# [AVAILABLE DATA]
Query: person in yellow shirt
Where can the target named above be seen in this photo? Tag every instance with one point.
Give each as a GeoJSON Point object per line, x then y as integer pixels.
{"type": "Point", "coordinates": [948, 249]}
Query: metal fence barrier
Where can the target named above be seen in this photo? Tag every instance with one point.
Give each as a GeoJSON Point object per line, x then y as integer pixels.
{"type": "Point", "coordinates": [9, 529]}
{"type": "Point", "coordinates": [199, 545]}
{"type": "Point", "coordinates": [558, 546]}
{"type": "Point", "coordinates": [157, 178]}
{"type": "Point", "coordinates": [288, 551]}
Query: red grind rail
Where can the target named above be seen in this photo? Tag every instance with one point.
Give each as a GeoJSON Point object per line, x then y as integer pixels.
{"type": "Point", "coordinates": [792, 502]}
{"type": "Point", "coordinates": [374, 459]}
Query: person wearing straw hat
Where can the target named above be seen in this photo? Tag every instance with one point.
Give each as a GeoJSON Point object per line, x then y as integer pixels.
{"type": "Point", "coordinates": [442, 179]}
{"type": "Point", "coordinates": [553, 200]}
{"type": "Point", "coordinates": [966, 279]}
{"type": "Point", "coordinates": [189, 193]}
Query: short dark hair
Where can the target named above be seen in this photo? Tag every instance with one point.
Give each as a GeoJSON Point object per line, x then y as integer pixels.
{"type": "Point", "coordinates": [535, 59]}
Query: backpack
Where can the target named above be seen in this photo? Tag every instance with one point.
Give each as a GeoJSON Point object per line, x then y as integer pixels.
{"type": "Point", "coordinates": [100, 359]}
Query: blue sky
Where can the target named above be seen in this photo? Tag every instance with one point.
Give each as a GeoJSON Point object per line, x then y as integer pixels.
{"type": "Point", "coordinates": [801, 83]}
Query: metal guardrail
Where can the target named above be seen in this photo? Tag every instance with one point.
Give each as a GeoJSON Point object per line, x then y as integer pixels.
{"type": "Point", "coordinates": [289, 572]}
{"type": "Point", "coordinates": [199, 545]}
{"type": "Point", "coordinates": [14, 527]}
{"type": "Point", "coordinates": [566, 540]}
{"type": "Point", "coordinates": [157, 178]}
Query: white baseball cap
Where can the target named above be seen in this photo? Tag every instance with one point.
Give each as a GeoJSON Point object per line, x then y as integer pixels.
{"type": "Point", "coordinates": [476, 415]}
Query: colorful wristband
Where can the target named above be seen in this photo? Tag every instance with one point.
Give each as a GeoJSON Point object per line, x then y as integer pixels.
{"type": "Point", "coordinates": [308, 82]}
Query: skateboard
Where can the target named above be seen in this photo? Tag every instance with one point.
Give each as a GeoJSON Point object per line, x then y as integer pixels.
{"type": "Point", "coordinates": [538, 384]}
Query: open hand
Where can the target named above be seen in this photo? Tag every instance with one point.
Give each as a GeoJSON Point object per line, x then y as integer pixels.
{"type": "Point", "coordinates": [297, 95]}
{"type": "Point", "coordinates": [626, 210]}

# [GOAL OF THE EXERCISE]
Each line above must be reproduced exactly as it stands.

# [FULL RESPONSE]
Query: person in yellow shirt
Where can the target named above be seen in this photo? Tag every instance with one point.
Give each as a GeoJSON Point object per line, x then y as integer pixels.
{"type": "Point", "coordinates": [948, 249]}
Query: metal fence barrier
Where can the target named above be seen in this photo? Tag every instance with one point.
Give each as a GeoJSON Point object per line, x then y as integer pixels.
{"type": "Point", "coordinates": [9, 529]}
{"type": "Point", "coordinates": [199, 545]}
{"type": "Point", "coordinates": [558, 546]}
{"type": "Point", "coordinates": [157, 178]}
{"type": "Point", "coordinates": [288, 551]}
Query: red grind rail
Where can the target named above be seen in this photo? Tag every instance with one point.
Give each as a GeoJSON Point object per line, x then y as integer pixels.
{"type": "Point", "coordinates": [792, 502]}
{"type": "Point", "coordinates": [374, 459]}
Query: person wearing straw hat
Where can the target named above be seen in this photo? Tag every instance with one point.
Give each as a GeoJSON Point object per line, x then y as integer pixels.
{"type": "Point", "coordinates": [442, 179]}
{"type": "Point", "coordinates": [553, 200]}
{"type": "Point", "coordinates": [966, 279]}
{"type": "Point", "coordinates": [189, 193]}
Query: short dark hair
Where can the target named above be seen in this photo? Tag every instance with one point.
Give each as a GeoJSON Point object per line, x then y as integer pixels.
{"type": "Point", "coordinates": [535, 59]}
Query: backpack
Where can the target named above be seen in this photo? Tag every instance with one point.
Give each as a GeoJSON Point object per line, x then y as integer pixels.
{"type": "Point", "coordinates": [100, 359]}
Query: blue sky
Where can the target named above be seen in this photo? Tag every instance with one point.
Give each as a GeoJSON Point object per line, x then y as integer pixels.
{"type": "Point", "coordinates": [801, 83]}
Query: metal guardrail
Where can the target named above be seen in this photo? Tag every instance with one point.
Give each as a GeoJSON Point object per line, x then y as integer pixels.
{"type": "Point", "coordinates": [289, 572]}
{"type": "Point", "coordinates": [199, 545]}
{"type": "Point", "coordinates": [14, 527]}
{"type": "Point", "coordinates": [566, 540]}
{"type": "Point", "coordinates": [157, 178]}
Query: white baseball cap
Where can the target named above be seen in this photo? Tag every instance with one point.
Give each as a GeoJSON Point object per line, x then y as integer pixels.
{"type": "Point", "coordinates": [476, 415]}
Query: colorful wristband
Where can the target named above be seen in this photo? Tag every instance with one point.
Give each as a GeoJSON Point object per line, x then y as integer pixels.
{"type": "Point", "coordinates": [308, 82]}
Query: skateboard
Where can the target named above be seen in this photo? Tag every instance with one point.
Give each as a GeoJSON Point object per line, x then y as integer pixels.
{"type": "Point", "coordinates": [538, 384]}
Query: open hand
Where can the target named above be seen in this photo? Tag every instance with one point.
Give each as a GeoJSON Point object per line, x then y as integer pixels.
{"type": "Point", "coordinates": [297, 95]}
{"type": "Point", "coordinates": [626, 210]}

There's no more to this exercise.